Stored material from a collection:
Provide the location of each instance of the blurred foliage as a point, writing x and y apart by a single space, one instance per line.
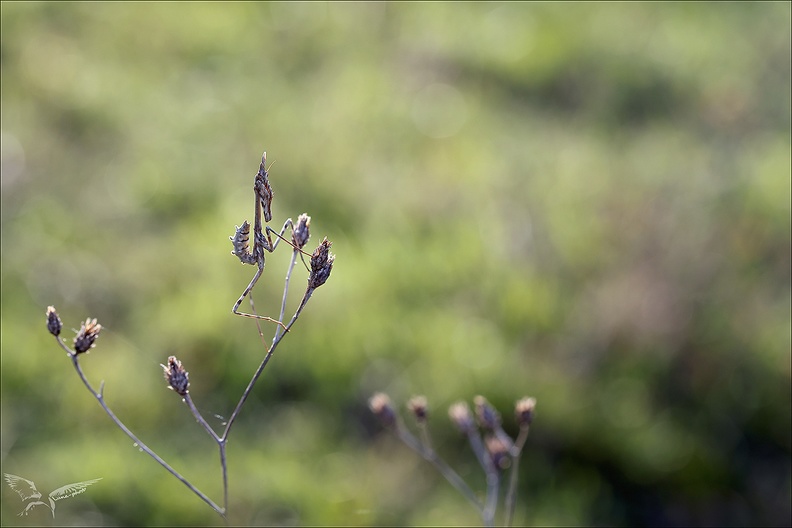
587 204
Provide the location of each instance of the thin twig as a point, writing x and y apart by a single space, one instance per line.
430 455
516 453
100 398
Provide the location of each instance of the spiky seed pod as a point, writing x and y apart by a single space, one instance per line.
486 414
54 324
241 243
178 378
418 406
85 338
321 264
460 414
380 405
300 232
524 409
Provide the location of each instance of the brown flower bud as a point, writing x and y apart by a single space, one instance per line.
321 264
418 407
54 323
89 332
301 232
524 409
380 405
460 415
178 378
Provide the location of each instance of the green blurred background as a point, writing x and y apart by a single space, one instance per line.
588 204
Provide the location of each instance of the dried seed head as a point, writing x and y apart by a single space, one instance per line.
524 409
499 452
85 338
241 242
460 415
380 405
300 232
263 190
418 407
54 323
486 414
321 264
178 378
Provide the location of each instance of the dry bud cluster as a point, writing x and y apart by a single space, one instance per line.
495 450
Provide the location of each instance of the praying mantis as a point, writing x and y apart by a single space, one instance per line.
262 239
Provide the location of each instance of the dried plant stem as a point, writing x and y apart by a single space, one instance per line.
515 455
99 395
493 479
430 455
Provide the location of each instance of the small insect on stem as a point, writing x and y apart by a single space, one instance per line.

* _WHAT IS NEEDED_:
Can you give every line of the material above as a numbered list, skipping blank lines and leaving out the pictures?

* _THE ANSWER_:
1. Provide the location of each instance of the blurred foliage as a point, writing x and y apart by a single space, one instance per line.
2. 587 204
3. Provide the location of each instance of the thin twig as a point, writing x and y apart by a single space, one instance per line.
4. 430 455
5. 516 453
6. 100 398
7. Provide the location of each instance of the spiky seed pod as a point, writing x and y apart by a single space, one instance per line.
8. 486 414
9. 54 324
10. 241 243
11. 178 378
12. 418 406
13. 85 338
14. 321 264
15. 460 414
16. 380 405
17. 300 232
18. 524 409
19. Provide the location of each instance of the brown flower bud as a point, writing x and y apart by a single space, one instance per line.
20. 321 264
21. 418 407
22. 54 323
23. 89 332
24. 301 232
25. 524 409
26. 380 405
27. 460 415
28. 178 378
29. Provide the location of each instance of the green blurred background as a point, writing x and y apart by a single space, one instance per line.
30. 588 204
31. Provide the location of each instance of the dried seed head as a point, writing x and y apart by a single space, one instance per line.
32. 524 409
33. 499 452
34. 85 338
35. 241 242
36. 460 415
37. 380 405
38. 300 232
39. 263 190
40. 418 407
41. 54 323
42. 486 414
43. 321 264
44. 178 378
45. Provide the location of each instance of the dry bud cluster as a point, writing x and y apart by a single space, one instance per line.
46. 495 450
47. Provide the location of each instance of the praying mantis as a point, writing x and y apart by a single space, one instance per line.
48. 262 239
49. Provide the location of each instance of the dried plant stem as a point, writing x and y apart by a single space, one instance per line.
50. 515 455
51. 99 395
52. 493 479
53. 430 455
54. Provide the location of each instance of the small insect on stem as a point, writing x and y apart by a single space, one instance per line.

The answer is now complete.